(Records from a collection)
:::

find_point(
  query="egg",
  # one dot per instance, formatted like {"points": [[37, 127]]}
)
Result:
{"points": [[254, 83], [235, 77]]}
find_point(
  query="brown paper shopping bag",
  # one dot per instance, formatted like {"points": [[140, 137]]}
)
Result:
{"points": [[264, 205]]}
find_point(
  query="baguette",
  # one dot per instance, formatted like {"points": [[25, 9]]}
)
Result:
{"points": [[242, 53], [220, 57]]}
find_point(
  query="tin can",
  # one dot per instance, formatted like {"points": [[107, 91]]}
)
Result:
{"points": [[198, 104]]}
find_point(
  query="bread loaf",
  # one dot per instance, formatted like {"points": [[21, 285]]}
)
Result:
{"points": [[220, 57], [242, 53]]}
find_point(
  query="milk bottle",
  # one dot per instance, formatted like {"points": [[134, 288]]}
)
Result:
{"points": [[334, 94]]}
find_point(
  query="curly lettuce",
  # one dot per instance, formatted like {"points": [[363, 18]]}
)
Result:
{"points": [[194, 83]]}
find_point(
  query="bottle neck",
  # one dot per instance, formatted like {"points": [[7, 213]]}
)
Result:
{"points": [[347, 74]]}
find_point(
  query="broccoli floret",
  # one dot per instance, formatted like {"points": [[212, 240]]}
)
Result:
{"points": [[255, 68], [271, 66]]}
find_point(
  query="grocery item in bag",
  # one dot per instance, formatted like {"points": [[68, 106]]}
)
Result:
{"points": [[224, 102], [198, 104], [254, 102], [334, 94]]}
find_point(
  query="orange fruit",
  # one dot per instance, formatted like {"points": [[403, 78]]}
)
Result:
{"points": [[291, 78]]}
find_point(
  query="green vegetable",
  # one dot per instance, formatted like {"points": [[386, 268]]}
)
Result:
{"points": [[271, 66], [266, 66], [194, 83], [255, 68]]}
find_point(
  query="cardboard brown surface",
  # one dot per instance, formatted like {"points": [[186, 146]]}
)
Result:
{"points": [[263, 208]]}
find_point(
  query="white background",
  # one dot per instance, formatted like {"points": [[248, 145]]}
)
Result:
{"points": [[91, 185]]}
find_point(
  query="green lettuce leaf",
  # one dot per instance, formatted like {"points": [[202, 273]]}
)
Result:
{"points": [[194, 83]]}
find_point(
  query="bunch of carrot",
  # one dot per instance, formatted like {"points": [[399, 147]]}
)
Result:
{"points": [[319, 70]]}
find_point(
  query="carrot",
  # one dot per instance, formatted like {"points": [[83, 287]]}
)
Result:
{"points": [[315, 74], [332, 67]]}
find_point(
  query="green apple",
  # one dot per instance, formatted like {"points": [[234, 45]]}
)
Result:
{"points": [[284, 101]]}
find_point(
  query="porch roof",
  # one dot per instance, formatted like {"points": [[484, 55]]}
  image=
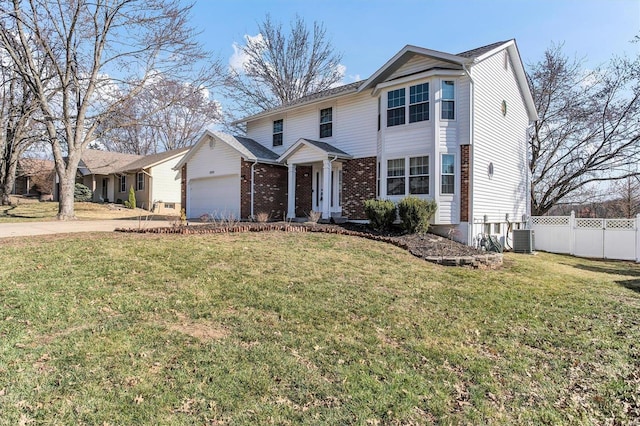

:::

OBJECTIVE = Pick out every line in the records that contains the word "lettuce", and copy each one.

SOLUTION TO THE PROBLEM =
  query="curly lettuce",
  query="green lettuce leaf",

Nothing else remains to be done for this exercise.